▶ Selection

XML and Scheme

 

A micro-talk presentation at a Workshop on Scheme and Functional Programming 2000
Montreal, 17 September 2000

 

This talk will propose consistent or conformant Scheme implementations of W3C Recommendations: XML Infoset, XPath query language and a small subset of XSL Transformations.
 

XML semantics

The following is the view of XML semantics as set out by the W3 Consortium:

At the top of the hierarchy is an XML information set, Infoset: an abstract data set that describes information available in a well-formed XML document. Infoset's goal is to present in some form all relevant pieces of data and their abstract, container-slot relationships to each other. The implementation of this nest of containers as well as means of accessing items and properties are beyond the scope of the Infoset specification. XML document, with tags in familiar angular brackets is one of the concrete instances of an XML Infoset. Conversion is through parsing/unparsing.

▶ Excerpted data
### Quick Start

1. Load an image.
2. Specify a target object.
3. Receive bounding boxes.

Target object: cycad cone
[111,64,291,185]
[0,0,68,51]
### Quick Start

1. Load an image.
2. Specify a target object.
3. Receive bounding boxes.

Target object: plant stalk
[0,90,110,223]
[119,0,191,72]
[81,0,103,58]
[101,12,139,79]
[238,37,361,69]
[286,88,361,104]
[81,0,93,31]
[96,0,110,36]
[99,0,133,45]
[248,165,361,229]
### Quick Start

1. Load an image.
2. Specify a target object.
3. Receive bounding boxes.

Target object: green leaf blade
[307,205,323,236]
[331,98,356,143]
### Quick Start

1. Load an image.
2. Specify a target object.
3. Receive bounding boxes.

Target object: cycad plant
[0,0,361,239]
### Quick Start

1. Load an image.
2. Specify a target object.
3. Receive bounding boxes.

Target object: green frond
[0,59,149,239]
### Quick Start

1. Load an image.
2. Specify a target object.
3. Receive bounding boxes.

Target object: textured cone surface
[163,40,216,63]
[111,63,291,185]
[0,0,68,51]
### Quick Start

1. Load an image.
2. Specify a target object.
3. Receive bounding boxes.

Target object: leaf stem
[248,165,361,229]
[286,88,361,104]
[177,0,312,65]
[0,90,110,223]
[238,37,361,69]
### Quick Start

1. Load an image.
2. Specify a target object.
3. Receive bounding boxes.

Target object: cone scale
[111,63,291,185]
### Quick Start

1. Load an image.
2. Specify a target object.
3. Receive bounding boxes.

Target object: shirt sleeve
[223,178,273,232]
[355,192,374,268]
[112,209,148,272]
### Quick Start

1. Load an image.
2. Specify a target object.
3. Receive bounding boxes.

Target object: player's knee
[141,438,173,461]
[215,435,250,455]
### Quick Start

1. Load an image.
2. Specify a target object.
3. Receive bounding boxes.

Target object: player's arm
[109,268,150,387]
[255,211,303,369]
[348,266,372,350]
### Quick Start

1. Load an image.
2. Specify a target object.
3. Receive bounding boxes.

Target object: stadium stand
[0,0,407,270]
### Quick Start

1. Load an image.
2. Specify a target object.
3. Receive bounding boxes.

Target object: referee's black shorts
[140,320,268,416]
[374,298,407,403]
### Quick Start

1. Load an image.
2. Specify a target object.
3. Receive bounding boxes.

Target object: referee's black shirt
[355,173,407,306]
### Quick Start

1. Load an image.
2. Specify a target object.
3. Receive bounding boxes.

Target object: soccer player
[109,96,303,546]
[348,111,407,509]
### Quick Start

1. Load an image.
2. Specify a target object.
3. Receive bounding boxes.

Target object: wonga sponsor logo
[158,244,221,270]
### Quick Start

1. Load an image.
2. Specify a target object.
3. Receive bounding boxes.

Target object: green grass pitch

▶ Exercise
Answer these questions about the XML and Scheme talk above:
(a) In which city and on what date was the talk given?
(b) Which W3C Recommendations does the talk propose Scheme implementations of?
(c) How does the text say an XML document is converted to and from an XML Infoset?

▶ Answer to the task
(a) Montreal, 17 September 2000.
(b) XML Infoset, the XPath query language, and a small subset of XSL Transformations.
(c) Through parsing/unparsing.